┌──
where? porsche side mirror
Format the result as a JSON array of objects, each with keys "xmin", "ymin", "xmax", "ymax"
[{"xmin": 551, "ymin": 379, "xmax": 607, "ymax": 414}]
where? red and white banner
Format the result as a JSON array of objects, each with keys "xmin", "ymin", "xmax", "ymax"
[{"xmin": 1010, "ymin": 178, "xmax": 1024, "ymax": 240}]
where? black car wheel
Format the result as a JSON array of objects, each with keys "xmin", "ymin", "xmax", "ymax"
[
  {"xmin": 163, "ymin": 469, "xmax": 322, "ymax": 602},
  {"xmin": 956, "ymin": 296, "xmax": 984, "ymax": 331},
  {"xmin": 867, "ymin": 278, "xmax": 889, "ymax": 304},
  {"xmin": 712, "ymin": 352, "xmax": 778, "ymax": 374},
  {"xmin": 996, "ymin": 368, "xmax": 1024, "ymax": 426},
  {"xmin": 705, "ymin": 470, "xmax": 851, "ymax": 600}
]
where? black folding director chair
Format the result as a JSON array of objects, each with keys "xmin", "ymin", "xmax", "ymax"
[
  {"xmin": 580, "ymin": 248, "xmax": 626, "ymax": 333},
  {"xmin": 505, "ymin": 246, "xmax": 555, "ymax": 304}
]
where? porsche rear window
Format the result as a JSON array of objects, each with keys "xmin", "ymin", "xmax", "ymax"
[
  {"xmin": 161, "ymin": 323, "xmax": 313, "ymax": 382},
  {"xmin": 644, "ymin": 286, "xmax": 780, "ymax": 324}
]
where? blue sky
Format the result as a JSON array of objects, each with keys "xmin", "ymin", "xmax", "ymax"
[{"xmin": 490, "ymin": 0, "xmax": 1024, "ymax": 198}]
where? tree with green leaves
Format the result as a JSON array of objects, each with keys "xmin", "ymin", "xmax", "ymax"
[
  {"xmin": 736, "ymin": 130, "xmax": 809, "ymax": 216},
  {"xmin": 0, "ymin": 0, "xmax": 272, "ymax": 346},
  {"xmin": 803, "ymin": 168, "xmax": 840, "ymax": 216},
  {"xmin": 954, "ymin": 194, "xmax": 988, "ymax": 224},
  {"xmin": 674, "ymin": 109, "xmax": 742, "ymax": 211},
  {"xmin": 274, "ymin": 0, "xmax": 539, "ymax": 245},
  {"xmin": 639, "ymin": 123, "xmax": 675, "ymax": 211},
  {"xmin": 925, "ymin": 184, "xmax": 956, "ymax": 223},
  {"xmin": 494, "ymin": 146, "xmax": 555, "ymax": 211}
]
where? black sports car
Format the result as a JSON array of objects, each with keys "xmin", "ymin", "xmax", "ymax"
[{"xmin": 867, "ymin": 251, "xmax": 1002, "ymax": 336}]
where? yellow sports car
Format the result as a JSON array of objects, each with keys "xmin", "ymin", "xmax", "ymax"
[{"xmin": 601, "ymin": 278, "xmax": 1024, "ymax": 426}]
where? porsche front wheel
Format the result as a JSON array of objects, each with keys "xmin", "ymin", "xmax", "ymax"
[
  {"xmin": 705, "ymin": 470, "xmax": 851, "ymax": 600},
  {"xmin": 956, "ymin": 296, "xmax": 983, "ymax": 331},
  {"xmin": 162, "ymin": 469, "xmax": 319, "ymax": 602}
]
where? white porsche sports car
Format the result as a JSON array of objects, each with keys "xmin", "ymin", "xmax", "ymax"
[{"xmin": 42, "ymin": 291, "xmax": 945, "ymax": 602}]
└──
* Task directions: Gather every line in the records above that contains the word "white", matching case exactly, and copy each one.

* Response:
where? red and white banner
where? white porsche sports car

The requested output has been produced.